-------- AVAILABLE RECORDS

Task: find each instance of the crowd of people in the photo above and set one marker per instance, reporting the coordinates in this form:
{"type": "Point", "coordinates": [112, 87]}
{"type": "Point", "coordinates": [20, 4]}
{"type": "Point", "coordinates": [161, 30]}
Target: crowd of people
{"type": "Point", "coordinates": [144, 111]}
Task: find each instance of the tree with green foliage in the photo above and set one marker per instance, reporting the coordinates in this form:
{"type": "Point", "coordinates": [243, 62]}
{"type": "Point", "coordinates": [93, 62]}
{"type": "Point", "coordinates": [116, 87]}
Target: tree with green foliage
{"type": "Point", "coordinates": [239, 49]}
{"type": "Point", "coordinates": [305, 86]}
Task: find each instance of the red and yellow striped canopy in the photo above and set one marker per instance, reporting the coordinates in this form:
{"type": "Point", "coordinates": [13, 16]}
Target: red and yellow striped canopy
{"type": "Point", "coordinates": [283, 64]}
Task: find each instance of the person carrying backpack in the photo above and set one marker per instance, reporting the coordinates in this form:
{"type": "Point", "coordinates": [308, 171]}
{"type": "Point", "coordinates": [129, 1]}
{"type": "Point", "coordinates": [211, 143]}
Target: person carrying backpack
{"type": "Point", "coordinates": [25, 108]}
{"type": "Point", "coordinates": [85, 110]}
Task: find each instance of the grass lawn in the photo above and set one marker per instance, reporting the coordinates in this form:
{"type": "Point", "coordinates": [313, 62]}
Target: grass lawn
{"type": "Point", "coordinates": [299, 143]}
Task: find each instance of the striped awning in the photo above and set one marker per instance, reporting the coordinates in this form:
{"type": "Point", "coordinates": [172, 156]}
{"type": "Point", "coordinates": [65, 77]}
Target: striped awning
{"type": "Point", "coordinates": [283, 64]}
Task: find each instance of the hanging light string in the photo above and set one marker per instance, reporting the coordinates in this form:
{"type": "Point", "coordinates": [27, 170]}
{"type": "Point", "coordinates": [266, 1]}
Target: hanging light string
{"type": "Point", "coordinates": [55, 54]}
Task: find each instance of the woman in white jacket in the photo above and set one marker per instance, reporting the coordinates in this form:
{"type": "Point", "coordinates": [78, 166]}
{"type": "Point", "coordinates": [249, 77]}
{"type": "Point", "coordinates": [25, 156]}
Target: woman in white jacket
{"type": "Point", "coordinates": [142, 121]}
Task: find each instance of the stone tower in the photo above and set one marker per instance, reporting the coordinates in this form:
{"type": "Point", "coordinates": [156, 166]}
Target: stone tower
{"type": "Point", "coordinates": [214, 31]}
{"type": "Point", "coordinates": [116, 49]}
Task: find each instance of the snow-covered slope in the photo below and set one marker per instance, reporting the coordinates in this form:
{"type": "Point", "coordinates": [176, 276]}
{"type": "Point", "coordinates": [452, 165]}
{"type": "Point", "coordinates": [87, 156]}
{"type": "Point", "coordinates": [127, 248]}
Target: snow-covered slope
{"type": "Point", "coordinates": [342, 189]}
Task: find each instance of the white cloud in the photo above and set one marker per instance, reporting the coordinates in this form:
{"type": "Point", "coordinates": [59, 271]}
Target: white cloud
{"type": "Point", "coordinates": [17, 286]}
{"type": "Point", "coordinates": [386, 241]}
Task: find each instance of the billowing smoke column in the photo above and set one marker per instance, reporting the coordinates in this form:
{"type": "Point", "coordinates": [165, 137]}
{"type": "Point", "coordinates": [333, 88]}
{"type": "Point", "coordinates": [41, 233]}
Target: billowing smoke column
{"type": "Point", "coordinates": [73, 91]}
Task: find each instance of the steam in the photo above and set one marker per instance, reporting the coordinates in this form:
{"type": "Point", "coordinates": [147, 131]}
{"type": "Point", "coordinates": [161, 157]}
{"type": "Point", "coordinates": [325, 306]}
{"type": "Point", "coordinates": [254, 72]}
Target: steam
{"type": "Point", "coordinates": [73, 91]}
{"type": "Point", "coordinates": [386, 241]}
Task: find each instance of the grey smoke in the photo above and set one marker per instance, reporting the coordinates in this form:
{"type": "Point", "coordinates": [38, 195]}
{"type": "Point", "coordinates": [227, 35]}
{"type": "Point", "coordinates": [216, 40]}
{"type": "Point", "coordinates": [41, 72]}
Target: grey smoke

----------------

## TASK DESCRIPTION
Rewrite all of the records above with "marker" switched to "pin" everywhere it occurs, keeping everything else the same.

## THE ANSWER
Task: find each instance of the crowd of people in the photo above and set one pin per instance, reporting the coordinates in this form:
{"type": "Point", "coordinates": [112, 87]}
{"type": "Point", "coordinates": [20, 4]}
{"type": "Point", "coordinates": [161, 30]}
Target: crowd of people
{"type": "Point", "coordinates": [144, 111]}
Task: find each instance of the tree with green foliage in the photo above and set one pin per instance, reporting the coordinates in this form:
{"type": "Point", "coordinates": [243, 62]}
{"type": "Point", "coordinates": [93, 62]}
{"type": "Point", "coordinates": [116, 87]}
Target: tree with green foliage
{"type": "Point", "coordinates": [239, 49]}
{"type": "Point", "coordinates": [305, 86]}
Task: find each instance of the red and yellow striped canopy in the photo above and set one pin per instance, reporting the coordinates in this form:
{"type": "Point", "coordinates": [13, 16]}
Target: red and yellow striped canopy
{"type": "Point", "coordinates": [283, 64]}
Task: find each instance of the person carrying backpack in the photo above and set one pin per instance, reporting the coordinates in this form:
{"type": "Point", "coordinates": [308, 171]}
{"type": "Point", "coordinates": [129, 1]}
{"type": "Point", "coordinates": [211, 143]}
Target: person carrying backpack
{"type": "Point", "coordinates": [25, 108]}
{"type": "Point", "coordinates": [85, 110]}
Task: find each instance of the grass lawn in the photo above and set one pin per instance, reporting the coordinates in this form:
{"type": "Point", "coordinates": [313, 62]}
Target: grass lawn
{"type": "Point", "coordinates": [299, 143]}
Task: find each instance of the striped awning in the photo above and set one pin per instance, reporting the coordinates in this form:
{"type": "Point", "coordinates": [172, 156]}
{"type": "Point", "coordinates": [65, 77]}
Target: striped awning
{"type": "Point", "coordinates": [283, 64]}
Task: find each instance of the hanging light string in the photo above and set one pin per instance, reporting the coordinates in this form:
{"type": "Point", "coordinates": [27, 170]}
{"type": "Point", "coordinates": [266, 1]}
Target: hanging light string
{"type": "Point", "coordinates": [55, 54]}
Task: find each instance of the woman in white jacket in the photo above and set one pin per instance, reporting the coordinates in this form:
{"type": "Point", "coordinates": [78, 166]}
{"type": "Point", "coordinates": [249, 77]}
{"type": "Point", "coordinates": [25, 156]}
Target: woman in white jacket
{"type": "Point", "coordinates": [142, 121]}
Task: find each instance of the stone tower in the photo above and set one pin per instance, reporting the coordinates in this form:
{"type": "Point", "coordinates": [156, 166]}
Target: stone tower
{"type": "Point", "coordinates": [214, 31]}
{"type": "Point", "coordinates": [116, 49]}
Task: find each instance of the snow-covered slope in the photo below and set one pin per instance, reporting the coordinates in this form:
{"type": "Point", "coordinates": [176, 276]}
{"type": "Point", "coordinates": [452, 165]}
{"type": "Point", "coordinates": [87, 156]}
{"type": "Point", "coordinates": [127, 248]}
Target: snow-covered slope
{"type": "Point", "coordinates": [342, 189]}
Task: find each instance of the white cloud in the photo above and set one pin per instance, reporting the coordinates in this form:
{"type": "Point", "coordinates": [59, 271]}
Target: white cloud
{"type": "Point", "coordinates": [17, 286]}
{"type": "Point", "coordinates": [386, 241]}
Task: find each instance of the billowing smoke column in the photo above and set one pin per instance, reporting the coordinates in this form:
{"type": "Point", "coordinates": [165, 137]}
{"type": "Point", "coordinates": [333, 88]}
{"type": "Point", "coordinates": [41, 233]}
Target: billowing smoke column
{"type": "Point", "coordinates": [73, 91]}
Task: find each instance of the steam in the photo above and set one pin per instance, reporting the coordinates in this form:
{"type": "Point", "coordinates": [147, 131]}
{"type": "Point", "coordinates": [161, 157]}
{"type": "Point", "coordinates": [325, 306]}
{"type": "Point", "coordinates": [254, 72]}
Target: steam
{"type": "Point", "coordinates": [73, 91]}
{"type": "Point", "coordinates": [386, 241]}
Task: find each instance of the grey smoke in the photo above and set one pin per instance, reporting the coordinates in this form:
{"type": "Point", "coordinates": [38, 195]}
{"type": "Point", "coordinates": [227, 35]}
{"type": "Point", "coordinates": [216, 40]}
{"type": "Point", "coordinates": [41, 72]}
Target: grey smoke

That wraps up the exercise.